| Work to be completed |
Work out how many lines of the entries have the word "crouching" in them. Respond with that number only.

| Task inputs |
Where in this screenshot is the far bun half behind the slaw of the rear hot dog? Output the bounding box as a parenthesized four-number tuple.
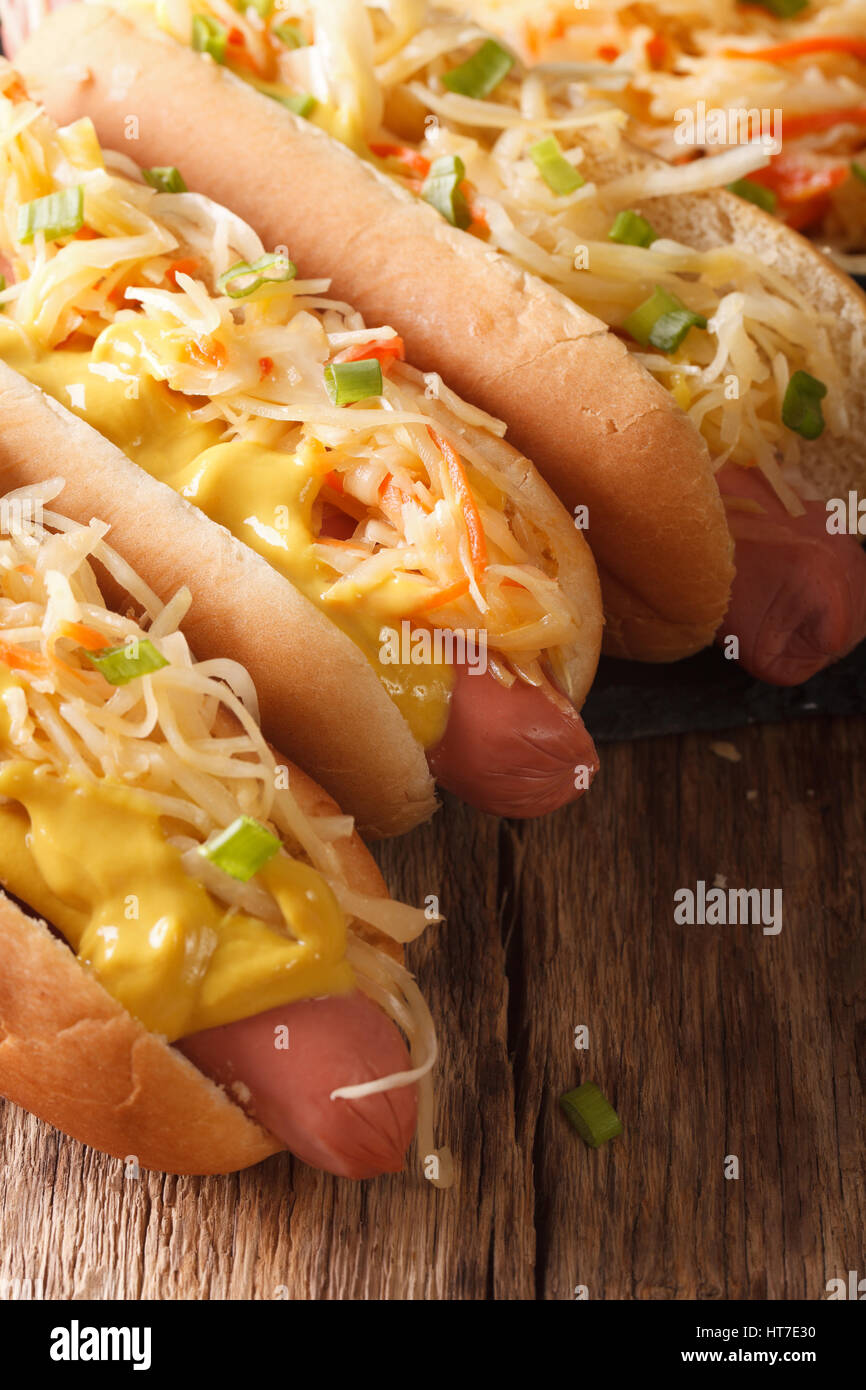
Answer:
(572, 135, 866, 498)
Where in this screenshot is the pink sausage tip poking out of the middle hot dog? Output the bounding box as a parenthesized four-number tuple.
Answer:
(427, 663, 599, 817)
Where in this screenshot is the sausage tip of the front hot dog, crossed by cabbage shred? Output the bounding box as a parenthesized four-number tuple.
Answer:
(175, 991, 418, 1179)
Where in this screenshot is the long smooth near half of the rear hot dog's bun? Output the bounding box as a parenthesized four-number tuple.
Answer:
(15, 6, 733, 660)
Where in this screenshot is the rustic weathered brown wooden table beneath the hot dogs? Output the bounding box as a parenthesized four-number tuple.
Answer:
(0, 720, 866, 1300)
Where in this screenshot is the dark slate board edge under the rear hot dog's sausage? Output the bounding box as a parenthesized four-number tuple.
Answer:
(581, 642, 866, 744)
==
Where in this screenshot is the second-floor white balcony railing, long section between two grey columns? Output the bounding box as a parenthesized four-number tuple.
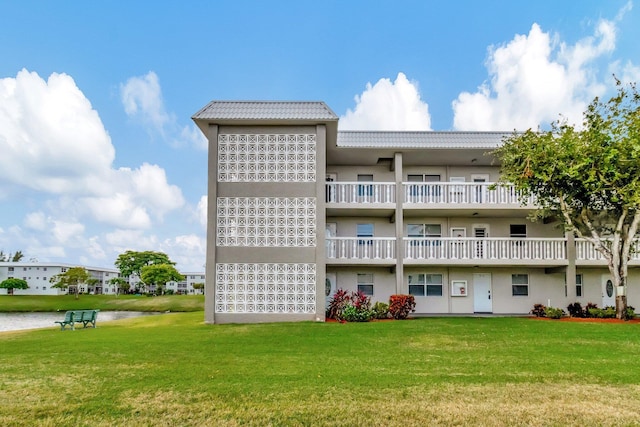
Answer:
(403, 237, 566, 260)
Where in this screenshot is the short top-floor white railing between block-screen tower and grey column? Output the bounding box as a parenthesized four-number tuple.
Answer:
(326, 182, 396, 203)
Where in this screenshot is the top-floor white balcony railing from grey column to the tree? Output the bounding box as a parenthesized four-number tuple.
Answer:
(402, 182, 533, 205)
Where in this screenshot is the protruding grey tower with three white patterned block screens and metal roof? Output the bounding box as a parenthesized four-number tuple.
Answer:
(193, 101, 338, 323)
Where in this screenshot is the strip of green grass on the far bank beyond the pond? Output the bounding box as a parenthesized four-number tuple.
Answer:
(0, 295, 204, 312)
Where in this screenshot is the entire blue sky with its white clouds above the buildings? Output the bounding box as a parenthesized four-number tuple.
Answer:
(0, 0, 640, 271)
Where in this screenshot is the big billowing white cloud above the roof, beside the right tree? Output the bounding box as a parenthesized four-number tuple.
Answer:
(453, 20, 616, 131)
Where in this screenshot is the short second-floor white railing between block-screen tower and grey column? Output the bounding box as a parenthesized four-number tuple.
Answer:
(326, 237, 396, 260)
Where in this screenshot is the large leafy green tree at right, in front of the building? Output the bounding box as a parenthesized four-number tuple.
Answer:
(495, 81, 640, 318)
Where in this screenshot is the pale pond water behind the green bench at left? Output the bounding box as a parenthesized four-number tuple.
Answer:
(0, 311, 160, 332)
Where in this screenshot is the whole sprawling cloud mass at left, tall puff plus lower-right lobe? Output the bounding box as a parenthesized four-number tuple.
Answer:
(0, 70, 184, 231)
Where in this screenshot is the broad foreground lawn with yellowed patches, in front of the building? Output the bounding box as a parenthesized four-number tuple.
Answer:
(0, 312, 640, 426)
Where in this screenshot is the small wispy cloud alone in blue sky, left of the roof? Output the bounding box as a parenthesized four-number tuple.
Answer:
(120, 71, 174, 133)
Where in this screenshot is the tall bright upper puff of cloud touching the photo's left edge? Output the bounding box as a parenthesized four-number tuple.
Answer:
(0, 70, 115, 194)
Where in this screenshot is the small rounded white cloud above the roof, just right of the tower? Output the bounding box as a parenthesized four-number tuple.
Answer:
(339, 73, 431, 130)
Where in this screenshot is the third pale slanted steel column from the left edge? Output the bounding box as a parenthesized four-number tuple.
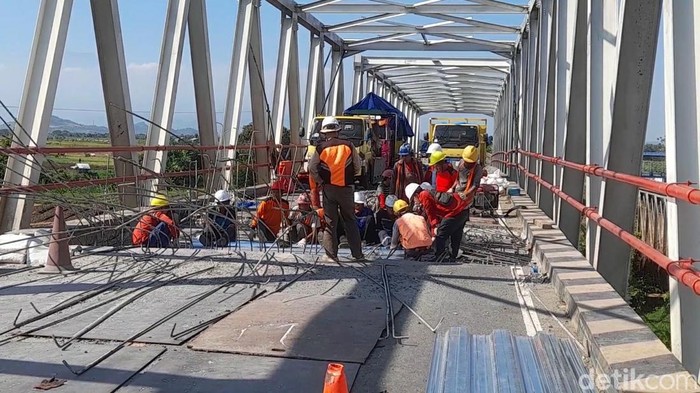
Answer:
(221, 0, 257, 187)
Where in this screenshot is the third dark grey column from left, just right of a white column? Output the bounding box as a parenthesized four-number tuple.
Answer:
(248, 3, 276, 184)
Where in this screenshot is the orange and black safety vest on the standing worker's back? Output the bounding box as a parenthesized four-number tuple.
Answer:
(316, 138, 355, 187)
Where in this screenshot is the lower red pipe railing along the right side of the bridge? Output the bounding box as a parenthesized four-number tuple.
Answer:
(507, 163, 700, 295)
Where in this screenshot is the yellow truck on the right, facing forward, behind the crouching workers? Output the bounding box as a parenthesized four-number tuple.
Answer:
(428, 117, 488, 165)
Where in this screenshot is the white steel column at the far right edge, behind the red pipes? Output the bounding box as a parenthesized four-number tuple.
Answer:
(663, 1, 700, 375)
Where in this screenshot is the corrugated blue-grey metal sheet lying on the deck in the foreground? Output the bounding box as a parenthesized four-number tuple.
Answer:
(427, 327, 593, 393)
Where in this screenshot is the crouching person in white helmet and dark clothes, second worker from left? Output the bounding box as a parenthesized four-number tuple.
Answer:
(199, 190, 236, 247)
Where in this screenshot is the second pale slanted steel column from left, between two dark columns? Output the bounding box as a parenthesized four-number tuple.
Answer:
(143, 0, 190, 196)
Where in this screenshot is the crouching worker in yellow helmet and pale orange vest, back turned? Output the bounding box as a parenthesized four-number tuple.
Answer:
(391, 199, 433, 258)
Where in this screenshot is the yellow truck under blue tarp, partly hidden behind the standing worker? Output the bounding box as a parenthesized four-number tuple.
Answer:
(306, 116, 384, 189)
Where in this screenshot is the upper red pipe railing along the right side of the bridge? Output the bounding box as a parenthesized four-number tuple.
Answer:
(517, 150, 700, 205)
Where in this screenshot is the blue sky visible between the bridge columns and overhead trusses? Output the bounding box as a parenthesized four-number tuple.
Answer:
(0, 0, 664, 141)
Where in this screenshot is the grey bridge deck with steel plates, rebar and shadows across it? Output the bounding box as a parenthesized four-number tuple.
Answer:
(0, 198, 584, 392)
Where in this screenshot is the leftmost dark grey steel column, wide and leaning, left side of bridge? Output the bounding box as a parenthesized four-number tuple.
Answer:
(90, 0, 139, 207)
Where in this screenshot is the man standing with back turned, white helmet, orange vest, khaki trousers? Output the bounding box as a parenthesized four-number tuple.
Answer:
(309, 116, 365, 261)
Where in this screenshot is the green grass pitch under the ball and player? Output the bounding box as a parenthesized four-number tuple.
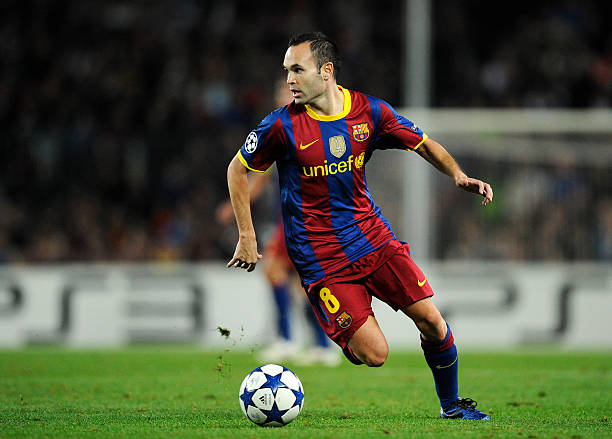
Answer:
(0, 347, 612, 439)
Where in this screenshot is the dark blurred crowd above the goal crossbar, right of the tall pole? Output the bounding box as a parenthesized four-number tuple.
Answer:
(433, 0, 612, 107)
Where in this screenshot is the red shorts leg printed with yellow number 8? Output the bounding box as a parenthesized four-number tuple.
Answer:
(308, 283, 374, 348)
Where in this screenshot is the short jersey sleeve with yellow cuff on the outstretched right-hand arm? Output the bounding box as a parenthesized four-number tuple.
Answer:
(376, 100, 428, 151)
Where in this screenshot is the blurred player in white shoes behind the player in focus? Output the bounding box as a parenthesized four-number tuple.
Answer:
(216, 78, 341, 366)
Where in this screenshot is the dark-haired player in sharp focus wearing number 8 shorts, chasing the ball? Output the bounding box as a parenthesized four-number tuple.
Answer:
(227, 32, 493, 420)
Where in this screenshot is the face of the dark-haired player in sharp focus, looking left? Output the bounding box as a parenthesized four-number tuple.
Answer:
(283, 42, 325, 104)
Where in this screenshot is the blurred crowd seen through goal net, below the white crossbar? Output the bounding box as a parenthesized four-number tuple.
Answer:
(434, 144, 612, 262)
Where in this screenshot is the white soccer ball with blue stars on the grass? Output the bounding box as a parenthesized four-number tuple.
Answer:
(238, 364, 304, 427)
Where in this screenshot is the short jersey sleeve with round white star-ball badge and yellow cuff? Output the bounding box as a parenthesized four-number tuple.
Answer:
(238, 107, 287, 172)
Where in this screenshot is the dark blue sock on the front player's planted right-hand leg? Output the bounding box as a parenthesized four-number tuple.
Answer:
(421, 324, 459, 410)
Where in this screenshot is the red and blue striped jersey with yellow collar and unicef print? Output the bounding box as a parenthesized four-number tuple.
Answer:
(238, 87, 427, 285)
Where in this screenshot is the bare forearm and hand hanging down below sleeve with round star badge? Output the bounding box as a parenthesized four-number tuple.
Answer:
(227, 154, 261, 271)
--
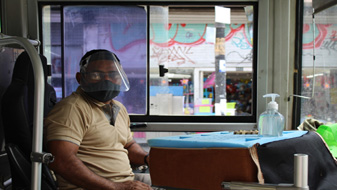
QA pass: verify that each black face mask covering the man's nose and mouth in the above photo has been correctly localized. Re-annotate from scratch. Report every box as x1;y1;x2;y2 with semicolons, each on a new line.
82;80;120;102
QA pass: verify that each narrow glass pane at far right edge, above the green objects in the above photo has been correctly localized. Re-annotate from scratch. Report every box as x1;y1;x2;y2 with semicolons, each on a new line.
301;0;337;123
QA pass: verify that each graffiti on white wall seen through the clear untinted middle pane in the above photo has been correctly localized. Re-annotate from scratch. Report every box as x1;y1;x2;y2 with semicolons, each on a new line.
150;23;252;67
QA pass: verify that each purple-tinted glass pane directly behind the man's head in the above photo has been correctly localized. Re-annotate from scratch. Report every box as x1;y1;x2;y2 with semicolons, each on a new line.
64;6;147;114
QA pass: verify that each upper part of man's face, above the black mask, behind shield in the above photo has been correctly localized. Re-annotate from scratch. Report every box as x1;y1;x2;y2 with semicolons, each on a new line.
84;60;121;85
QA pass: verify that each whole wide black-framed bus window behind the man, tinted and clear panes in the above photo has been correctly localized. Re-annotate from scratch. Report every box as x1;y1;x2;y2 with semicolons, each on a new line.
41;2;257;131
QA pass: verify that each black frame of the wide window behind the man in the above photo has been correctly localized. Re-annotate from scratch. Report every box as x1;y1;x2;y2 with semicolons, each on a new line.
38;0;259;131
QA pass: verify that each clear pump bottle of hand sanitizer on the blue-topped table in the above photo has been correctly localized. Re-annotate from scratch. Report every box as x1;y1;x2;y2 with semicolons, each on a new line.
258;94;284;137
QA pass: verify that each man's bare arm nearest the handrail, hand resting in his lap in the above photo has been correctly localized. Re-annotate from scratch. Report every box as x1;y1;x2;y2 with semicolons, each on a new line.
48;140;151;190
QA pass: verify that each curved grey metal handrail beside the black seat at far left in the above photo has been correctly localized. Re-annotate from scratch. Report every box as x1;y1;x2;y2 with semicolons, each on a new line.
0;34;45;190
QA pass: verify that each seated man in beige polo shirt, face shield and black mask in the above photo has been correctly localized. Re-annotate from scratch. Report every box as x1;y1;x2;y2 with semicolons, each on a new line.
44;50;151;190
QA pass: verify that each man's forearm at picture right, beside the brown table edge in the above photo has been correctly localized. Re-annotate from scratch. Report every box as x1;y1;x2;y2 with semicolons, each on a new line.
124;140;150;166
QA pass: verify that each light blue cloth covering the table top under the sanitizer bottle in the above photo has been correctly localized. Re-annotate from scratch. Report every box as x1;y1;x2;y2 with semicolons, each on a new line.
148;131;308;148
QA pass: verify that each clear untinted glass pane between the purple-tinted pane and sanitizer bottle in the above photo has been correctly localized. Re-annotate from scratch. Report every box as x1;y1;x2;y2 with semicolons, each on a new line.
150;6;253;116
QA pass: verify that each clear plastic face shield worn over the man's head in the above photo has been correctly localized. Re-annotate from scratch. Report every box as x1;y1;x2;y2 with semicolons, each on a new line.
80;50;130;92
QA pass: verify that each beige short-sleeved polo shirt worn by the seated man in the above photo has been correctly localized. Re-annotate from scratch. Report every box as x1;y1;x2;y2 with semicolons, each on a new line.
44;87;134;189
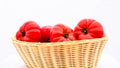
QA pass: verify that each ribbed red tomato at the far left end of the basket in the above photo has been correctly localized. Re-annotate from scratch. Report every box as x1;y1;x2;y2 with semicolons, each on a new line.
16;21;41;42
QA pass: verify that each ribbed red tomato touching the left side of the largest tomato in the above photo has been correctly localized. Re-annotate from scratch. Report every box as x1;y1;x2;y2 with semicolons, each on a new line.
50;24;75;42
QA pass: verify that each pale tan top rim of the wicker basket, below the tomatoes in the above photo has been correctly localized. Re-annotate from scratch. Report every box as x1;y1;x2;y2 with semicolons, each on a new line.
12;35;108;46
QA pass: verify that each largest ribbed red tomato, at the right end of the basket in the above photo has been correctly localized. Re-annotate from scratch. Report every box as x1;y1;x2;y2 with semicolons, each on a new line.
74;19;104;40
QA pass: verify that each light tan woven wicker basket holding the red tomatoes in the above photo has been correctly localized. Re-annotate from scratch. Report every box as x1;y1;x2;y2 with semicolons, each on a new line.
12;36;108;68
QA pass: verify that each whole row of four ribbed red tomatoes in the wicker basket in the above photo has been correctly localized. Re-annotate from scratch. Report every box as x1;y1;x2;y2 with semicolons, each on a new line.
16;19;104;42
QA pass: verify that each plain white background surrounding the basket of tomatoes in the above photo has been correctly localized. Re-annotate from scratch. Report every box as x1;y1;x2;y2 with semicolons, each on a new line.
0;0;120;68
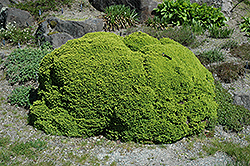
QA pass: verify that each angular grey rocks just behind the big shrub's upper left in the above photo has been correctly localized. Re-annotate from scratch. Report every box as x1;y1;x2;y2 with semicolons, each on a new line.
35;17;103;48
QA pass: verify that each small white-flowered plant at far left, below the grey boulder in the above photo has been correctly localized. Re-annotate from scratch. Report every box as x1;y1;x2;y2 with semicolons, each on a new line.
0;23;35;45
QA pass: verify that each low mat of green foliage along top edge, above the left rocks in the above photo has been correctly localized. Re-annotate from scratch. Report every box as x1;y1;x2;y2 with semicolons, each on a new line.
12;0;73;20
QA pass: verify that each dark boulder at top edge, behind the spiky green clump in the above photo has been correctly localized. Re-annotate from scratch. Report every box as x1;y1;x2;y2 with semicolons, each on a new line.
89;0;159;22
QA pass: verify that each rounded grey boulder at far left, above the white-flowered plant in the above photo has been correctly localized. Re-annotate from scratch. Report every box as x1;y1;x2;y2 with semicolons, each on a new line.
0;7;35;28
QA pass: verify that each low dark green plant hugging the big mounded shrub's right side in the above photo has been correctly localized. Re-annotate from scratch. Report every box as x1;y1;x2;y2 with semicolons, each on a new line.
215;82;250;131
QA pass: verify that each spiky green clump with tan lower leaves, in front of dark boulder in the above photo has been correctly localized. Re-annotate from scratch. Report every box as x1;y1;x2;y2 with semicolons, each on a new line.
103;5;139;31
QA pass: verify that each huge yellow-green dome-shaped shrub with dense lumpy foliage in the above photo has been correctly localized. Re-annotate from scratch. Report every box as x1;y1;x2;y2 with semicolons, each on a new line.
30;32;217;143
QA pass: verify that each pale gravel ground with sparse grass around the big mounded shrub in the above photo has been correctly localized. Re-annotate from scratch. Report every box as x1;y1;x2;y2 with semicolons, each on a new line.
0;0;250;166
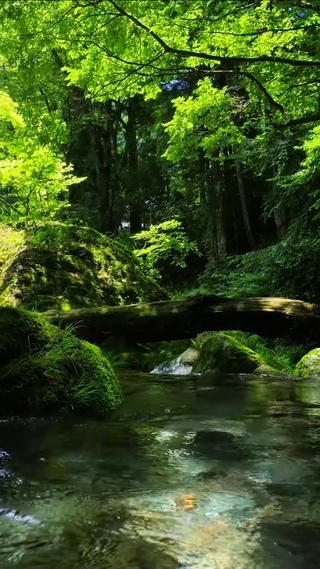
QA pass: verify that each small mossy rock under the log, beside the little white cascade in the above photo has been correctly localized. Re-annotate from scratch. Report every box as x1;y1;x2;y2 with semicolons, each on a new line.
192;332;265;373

| The answer |
3